Task item A — Please extract the Bronze Star article text between "One such action" and "the nearby blast.", inclusive.
Task item B — Decide whether each statement below agrees with the Bronze Star article, answering yes or no and quoting the deciding words. (i) The dump truck blew up 40 meters short of its target. (ii) Brazeal joined the Marines in 1990. (iii) During its tour, India Company engaged the enemy nearly 280 times.

───── Supplied passage

U.S. Marine Corps / Bronze Star with Valor
In the heat of battle, Marine says, 'You'll do whatever you can to protect your family'
The enemy attack began just after 7 a.m., with several mortar rounds flying over the base, landing well outside its perimeter. Marines on guard duty reported some small-arms fire.
Suddenly a dump truck full of explosives headed full speed toward the base, its driver hoping to blow a hole in the perimeter. He was stopped short, the truck exploding 40 meters short of its target.
The blast on April 11, 2005, shook Camp Gannon, near Iraq’s border with Syria. Inside the command post, 1st Sgt. Donnie Brazeal, of India Company, 3rd Battalion, 2nd Marines, quickly prepared for battle.
“Needless to say, it was pandemonium from the outset,” Brazeal recalled. “Multiple rockets, mortar rounds, machine-gun fire … you can imagine the turmoil.”
The dump truck that blew up was soon followed by an ambulance filled with explosives charging toward the base, followed by a fire truck. Miraculously, the Marines managed to stop both vehicles short. Had they reached the perimeter, the damage could have been devastating.
Brazeal heard the fire truck explode. Fearing that the base had been breached, he ran toward the sound. Instead he found several of his Marines in a bunker, pinned down by about a dozen heavily armed insurgents using a nearby wall as a barrier.
Instinctively, Brazeal grabbed a rocket launcher. Another Marine followed his lead, and they climbed atop a dirt barrier. Exposing himself to enemy fire, Brazeal fired the missile toward the enemy position. The insurgents, dazed by the blast, stopped shooting, allowing the pinned-down Marines to regroup.
“When you’re a first sergeant of a unit that big, you become very close with those Marines and sailors,” Brazeal recalled of what was going through his mind during those moments.
“Like any good father, you never want to see anything happen to your sons, so you’ll do whatever you can to protect your family.”
The Marines had become a second family to Brazeal. Many of his Marines were not even born when he joined in 1983, and he felt particularly responsible for their safety. India Company saw heavy action during its tour from January to September 2005, engaging the enemy nearly 280 times.
One such action noted on Brazeal’s medal citation describes when a rocket-propelled grenade flew toward the position where Brazeal and his company commander, then-Capt. Frank Diorio, stood.
Brazeal immediately knocked Diorio to the ground and covered him with his body, shielding him from the nearby blast.

──────────
───── Entries shown

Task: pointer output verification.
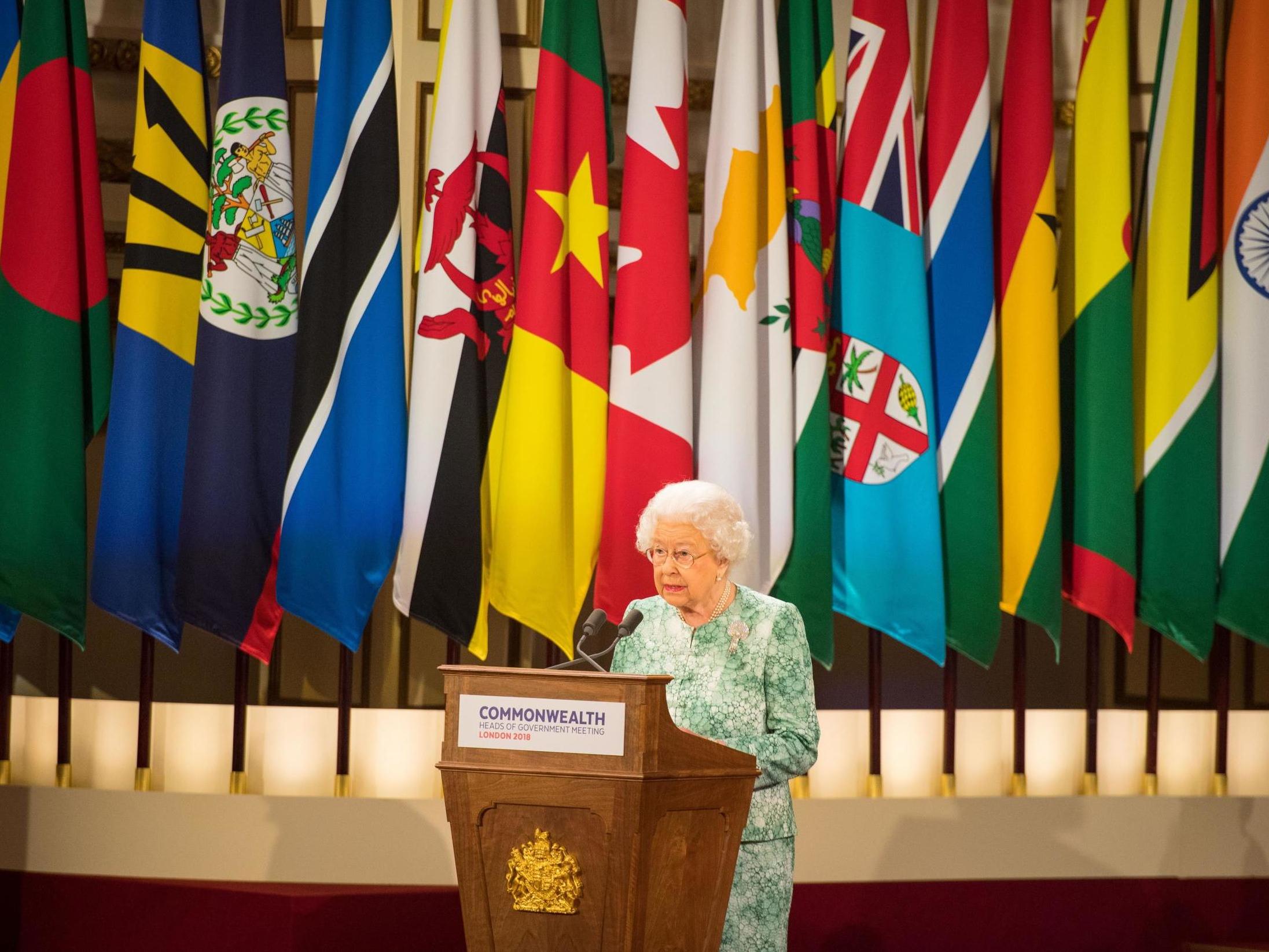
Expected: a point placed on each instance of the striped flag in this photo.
(1175, 315)
(650, 395)
(546, 458)
(1243, 606)
(55, 361)
(348, 422)
(9, 36)
(1027, 297)
(809, 107)
(240, 403)
(139, 517)
(957, 177)
(888, 534)
(465, 313)
(1099, 528)
(745, 344)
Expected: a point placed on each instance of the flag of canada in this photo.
(878, 418)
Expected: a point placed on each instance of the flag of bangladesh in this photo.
(55, 365)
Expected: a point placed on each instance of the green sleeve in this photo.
(788, 747)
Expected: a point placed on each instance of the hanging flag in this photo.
(546, 458)
(650, 396)
(240, 404)
(956, 161)
(139, 516)
(1027, 296)
(55, 361)
(1243, 606)
(809, 107)
(9, 36)
(745, 347)
(348, 422)
(464, 319)
(1099, 530)
(1175, 315)
(888, 539)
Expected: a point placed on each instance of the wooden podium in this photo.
(564, 851)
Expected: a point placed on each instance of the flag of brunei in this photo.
(135, 561)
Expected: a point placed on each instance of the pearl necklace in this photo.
(718, 611)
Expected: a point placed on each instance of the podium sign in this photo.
(583, 819)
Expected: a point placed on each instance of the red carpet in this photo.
(43, 913)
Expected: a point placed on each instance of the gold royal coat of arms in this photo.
(543, 876)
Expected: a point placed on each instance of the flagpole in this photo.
(1150, 782)
(65, 660)
(238, 769)
(1221, 658)
(1018, 782)
(145, 710)
(343, 778)
(947, 782)
(5, 711)
(513, 642)
(875, 789)
(1092, 697)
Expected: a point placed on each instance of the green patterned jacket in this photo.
(757, 697)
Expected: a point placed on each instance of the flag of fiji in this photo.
(240, 408)
(888, 540)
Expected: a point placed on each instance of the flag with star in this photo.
(1031, 493)
(546, 454)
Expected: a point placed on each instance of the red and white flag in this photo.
(650, 394)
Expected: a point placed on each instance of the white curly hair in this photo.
(706, 506)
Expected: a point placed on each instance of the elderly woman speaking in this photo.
(741, 672)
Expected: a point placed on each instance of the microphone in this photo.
(594, 622)
(623, 631)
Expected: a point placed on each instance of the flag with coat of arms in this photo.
(888, 535)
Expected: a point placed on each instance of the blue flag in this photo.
(888, 555)
(135, 563)
(240, 408)
(345, 484)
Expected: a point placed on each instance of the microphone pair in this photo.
(594, 622)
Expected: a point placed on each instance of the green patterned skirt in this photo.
(762, 891)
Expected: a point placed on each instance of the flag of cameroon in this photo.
(55, 365)
(546, 455)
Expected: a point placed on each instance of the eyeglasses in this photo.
(682, 557)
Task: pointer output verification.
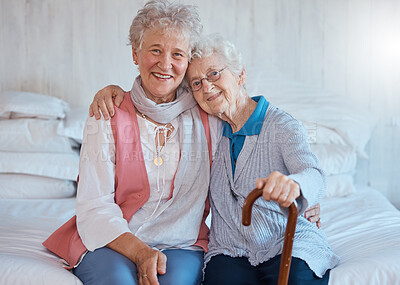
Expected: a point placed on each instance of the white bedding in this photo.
(24, 225)
(362, 228)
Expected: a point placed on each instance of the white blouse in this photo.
(99, 218)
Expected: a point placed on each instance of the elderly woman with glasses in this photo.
(258, 140)
(140, 211)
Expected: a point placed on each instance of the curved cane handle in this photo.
(289, 233)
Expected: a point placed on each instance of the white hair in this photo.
(216, 44)
(162, 14)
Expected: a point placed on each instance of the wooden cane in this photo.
(289, 233)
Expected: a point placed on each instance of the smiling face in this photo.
(218, 97)
(163, 60)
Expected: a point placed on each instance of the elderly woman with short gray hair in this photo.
(259, 140)
(140, 211)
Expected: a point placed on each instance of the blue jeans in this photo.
(226, 270)
(106, 266)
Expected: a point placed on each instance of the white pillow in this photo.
(339, 185)
(74, 123)
(313, 105)
(335, 159)
(15, 104)
(55, 165)
(322, 135)
(21, 186)
(32, 135)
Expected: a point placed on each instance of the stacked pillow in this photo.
(38, 157)
(338, 129)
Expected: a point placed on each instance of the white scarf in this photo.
(176, 223)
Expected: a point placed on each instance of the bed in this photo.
(37, 188)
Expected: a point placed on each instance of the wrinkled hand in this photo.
(104, 100)
(279, 187)
(149, 262)
(312, 214)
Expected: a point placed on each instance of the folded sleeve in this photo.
(302, 164)
(99, 218)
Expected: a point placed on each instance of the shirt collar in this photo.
(254, 123)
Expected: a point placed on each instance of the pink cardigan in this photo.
(129, 195)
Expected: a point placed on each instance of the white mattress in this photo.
(363, 229)
(24, 225)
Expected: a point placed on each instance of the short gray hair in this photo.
(216, 44)
(166, 15)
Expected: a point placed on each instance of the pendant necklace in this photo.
(164, 129)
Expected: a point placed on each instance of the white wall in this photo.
(72, 48)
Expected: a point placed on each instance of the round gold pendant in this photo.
(158, 161)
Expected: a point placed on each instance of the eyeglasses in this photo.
(211, 76)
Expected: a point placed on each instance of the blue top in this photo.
(251, 127)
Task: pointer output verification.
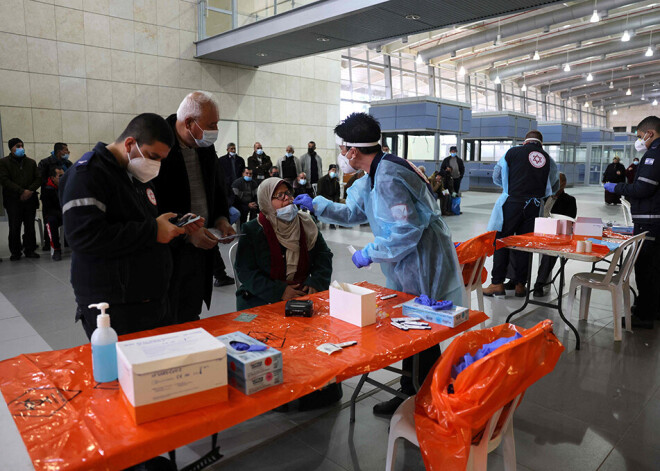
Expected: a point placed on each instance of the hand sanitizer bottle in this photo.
(104, 347)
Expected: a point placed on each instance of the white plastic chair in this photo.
(232, 259)
(627, 214)
(617, 283)
(402, 425)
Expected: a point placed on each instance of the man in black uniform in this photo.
(644, 200)
(192, 180)
(530, 171)
(119, 243)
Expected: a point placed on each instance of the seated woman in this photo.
(282, 254)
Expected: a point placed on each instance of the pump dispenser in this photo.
(104, 347)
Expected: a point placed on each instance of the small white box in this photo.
(355, 305)
(589, 227)
(172, 373)
(546, 226)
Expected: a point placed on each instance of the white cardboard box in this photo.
(546, 226)
(172, 373)
(589, 227)
(356, 306)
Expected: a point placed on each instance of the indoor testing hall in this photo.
(329, 235)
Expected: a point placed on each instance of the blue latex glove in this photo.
(304, 201)
(360, 260)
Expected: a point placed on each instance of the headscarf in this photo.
(288, 233)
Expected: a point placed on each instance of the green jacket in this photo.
(252, 266)
(17, 175)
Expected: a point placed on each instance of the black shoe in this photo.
(510, 285)
(388, 407)
(223, 281)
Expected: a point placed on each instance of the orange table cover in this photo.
(67, 421)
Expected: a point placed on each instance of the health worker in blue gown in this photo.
(411, 243)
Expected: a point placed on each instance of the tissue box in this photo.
(172, 373)
(546, 226)
(257, 383)
(356, 306)
(588, 227)
(449, 317)
(250, 364)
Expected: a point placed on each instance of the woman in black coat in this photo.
(614, 173)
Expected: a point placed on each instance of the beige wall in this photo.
(78, 70)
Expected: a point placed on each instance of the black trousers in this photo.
(427, 359)
(128, 318)
(647, 274)
(518, 219)
(21, 213)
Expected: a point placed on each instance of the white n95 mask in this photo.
(143, 169)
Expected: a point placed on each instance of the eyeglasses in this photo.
(282, 196)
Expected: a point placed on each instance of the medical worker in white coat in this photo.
(412, 243)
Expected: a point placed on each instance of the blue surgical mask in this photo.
(287, 213)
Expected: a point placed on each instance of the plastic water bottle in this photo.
(104, 347)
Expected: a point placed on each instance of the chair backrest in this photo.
(627, 214)
(629, 250)
(232, 260)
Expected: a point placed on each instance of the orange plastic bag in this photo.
(446, 423)
(472, 250)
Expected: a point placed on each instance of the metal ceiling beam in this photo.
(523, 26)
(634, 57)
(609, 47)
(600, 76)
(591, 31)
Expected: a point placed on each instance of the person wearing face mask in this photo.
(614, 173)
(453, 166)
(289, 166)
(644, 200)
(58, 158)
(302, 186)
(259, 163)
(191, 180)
(411, 242)
(232, 165)
(20, 180)
(245, 191)
(631, 170)
(311, 163)
(119, 242)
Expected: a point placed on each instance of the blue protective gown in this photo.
(501, 179)
(412, 243)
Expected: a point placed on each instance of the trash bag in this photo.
(456, 205)
(447, 418)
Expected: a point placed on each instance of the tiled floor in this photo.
(599, 409)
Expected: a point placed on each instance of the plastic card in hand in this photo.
(256, 384)
(245, 364)
(449, 317)
(172, 373)
(353, 304)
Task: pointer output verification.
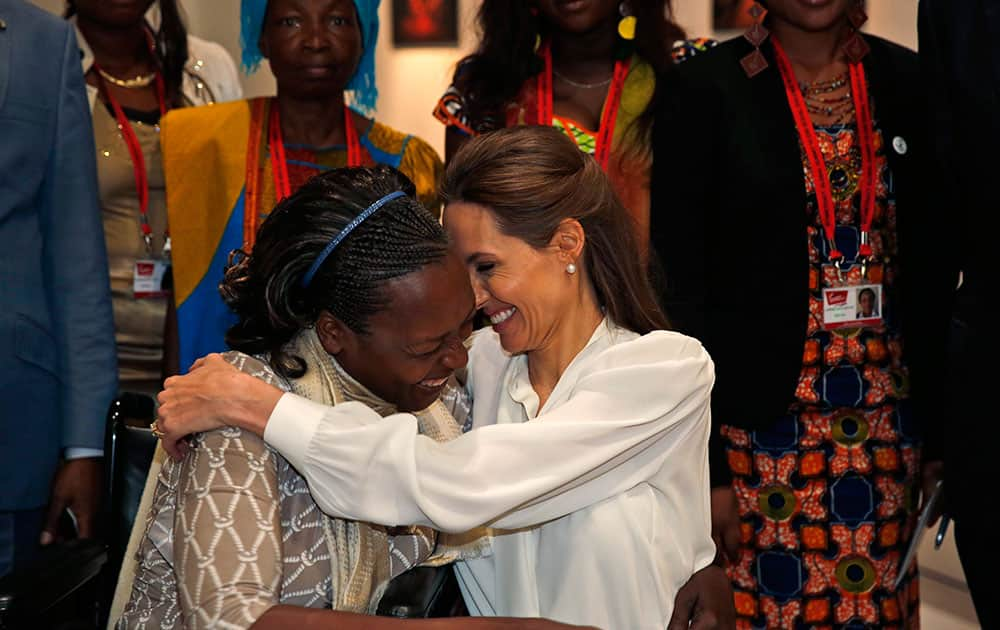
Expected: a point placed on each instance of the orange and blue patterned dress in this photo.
(827, 494)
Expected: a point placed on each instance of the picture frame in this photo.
(424, 23)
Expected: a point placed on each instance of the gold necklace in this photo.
(140, 81)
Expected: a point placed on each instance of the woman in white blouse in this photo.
(587, 457)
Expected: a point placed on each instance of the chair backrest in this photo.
(129, 447)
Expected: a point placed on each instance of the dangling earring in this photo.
(755, 63)
(533, 9)
(626, 25)
(856, 47)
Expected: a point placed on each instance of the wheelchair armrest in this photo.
(56, 573)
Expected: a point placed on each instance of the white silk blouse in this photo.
(598, 502)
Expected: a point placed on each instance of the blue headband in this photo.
(363, 93)
(358, 220)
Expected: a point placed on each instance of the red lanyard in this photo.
(609, 117)
(279, 161)
(135, 149)
(814, 155)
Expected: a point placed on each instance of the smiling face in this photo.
(313, 46)
(866, 302)
(414, 344)
(525, 291)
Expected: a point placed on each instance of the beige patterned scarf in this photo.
(359, 551)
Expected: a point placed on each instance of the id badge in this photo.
(853, 306)
(151, 278)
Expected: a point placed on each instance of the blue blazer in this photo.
(58, 369)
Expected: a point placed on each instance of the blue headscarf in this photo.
(363, 93)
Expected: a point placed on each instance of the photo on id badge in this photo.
(853, 306)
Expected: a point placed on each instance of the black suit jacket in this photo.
(729, 220)
(960, 54)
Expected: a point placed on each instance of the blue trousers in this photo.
(19, 532)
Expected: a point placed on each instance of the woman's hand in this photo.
(214, 394)
(705, 602)
(726, 522)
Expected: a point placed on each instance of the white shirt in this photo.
(607, 486)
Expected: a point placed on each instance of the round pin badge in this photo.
(899, 145)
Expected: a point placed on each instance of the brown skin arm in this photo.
(705, 602)
(281, 617)
(213, 395)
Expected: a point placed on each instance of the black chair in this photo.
(128, 450)
(70, 584)
(423, 592)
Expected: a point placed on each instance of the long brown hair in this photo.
(532, 178)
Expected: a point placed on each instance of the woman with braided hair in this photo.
(587, 452)
(233, 538)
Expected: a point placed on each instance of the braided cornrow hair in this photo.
(265, 288)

──────────

Exercise result A —
One such action noted on Brazeal’s medal citation describes when a rocket-propelled grenade flew toward the position where Brazeal and his company commander, then-Capt. Frank Diorio, stood.
Brazeal immediately knocked Diorio to the ground and covered him with his body, shielding him from the nearby blast.

Exercise result B —
(i) Yes: "the truck exploding 40 meters short of its target."
(ii) No: "he joined in 1983"
(iii) Yes: "engaging the enemy nearly 280 times."